ЗАДАНИЯ:
a: Какими словами Шолохов поднял рюмку в отрывке о Шукшине и Шолохове?
b: Пожалуйста, продолжите отрывок о Шукшине и Шолохове после его последней фразы.

ТЕКСТ:
■ ■ ■ ■ ■ ■ ■

Шрифт:
Интервал:
Закладка:
Но Шолохов всё понял, паузу сбил, сам поднял рюмку и улыбаясь, негромко произнёс:
– За Васю Шукшина, собирателя земли русской.
Все вздохнули с облегчением, задвигали стульями, заговорили, уходя от поднятой темы подальше.
Шукшин тяжело сел. По-прежнему смотрел на скатерть. Рюмку, не пригубив, поставил. Рядом остывала всё так же полная, нетронутая тарелка с вёшенскими яствами.
Шолохов подошёл к нему, видя, что гость нуждается в успокоении. Мягко пошутил:
– Ну, Вася, приеду в Москву, я у тебя и чаю не выпью.
Шукшин поднял глаза, улыбнулся: всё-таки выделил его Шолохов. Всё-таки знает он, что нужен разговор, раз про приезд в гости заговорил. Пусть даже и не приедет никогда – но ведь пообещал же.
Мог бы, надеялся Шукшин, хотя б в эту минуту отозвать его в сторонку договорить. Но нет, и тут не стал.
Василий Макарович утешился, разговорившись за перекуром с Михаилом Михайловичем – старшим сыном. Они сразу нашли общий язык, даже о встрече договорились: посмотреть места для будущего фильма про Разина.
Так и вечер настал.
Пришла пора прощаться.

■ ■ ■ ■ ■ ■ ■

СПИСОК ДАННЫХ:
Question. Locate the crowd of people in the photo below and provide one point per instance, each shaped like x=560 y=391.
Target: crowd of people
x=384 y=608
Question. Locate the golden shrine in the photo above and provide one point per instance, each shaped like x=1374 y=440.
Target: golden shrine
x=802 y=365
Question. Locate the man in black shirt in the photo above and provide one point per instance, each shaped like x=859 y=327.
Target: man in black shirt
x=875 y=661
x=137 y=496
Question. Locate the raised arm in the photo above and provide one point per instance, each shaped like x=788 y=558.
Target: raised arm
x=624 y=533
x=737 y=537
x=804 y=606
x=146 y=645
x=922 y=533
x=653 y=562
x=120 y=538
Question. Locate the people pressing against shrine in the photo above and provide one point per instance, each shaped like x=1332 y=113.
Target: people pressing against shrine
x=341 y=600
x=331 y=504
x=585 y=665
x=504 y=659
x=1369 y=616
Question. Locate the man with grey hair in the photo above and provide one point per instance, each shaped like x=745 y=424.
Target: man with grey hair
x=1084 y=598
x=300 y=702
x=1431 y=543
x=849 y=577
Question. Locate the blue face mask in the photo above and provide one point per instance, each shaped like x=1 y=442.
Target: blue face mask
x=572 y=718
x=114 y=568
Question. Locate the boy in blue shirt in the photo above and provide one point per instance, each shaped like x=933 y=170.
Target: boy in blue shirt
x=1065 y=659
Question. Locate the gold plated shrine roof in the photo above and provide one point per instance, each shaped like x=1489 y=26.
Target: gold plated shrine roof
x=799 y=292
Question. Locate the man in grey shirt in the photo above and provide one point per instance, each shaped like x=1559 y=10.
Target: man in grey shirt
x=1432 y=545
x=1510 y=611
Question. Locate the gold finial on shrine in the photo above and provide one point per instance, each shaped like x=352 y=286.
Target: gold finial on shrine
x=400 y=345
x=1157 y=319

■ ■ ■ ■ ■ ■ ■

ОТВЕТЫ:
a: «За Васю Шукшина, собирателя земли русской».

b:
Бурков вспоминал, что первые часы по возвращении в гостиницу Шукшин был раздражён, обижен, обескуражен. Он не мог признаться, что сердился на шолоховское невнимание и потому в шукшинской самоедской манере ругал сам себя: что заранее сказал Буркову о желании поговорить с Шолоховым, а Бурков видел, что так и не поговорили, и стал свидетелем шукшинской, что ли, слабости. И за этот, посреди веселья, тост – тоже очень злился на себя.
Бог весть, какие мысли могли тогда в надсадной душе Шукшина пронестись. Вскоре он в интервью газете «Правда» признается, что к Шолохову отношение у него было уже не такое, как в юности, когда впервые, потрясенный, читал его.
Столичная среда выправила, лукаво подкорректировала прежние чувства. В московской либеральной среде любить Шолохова давно стало дурным тоном.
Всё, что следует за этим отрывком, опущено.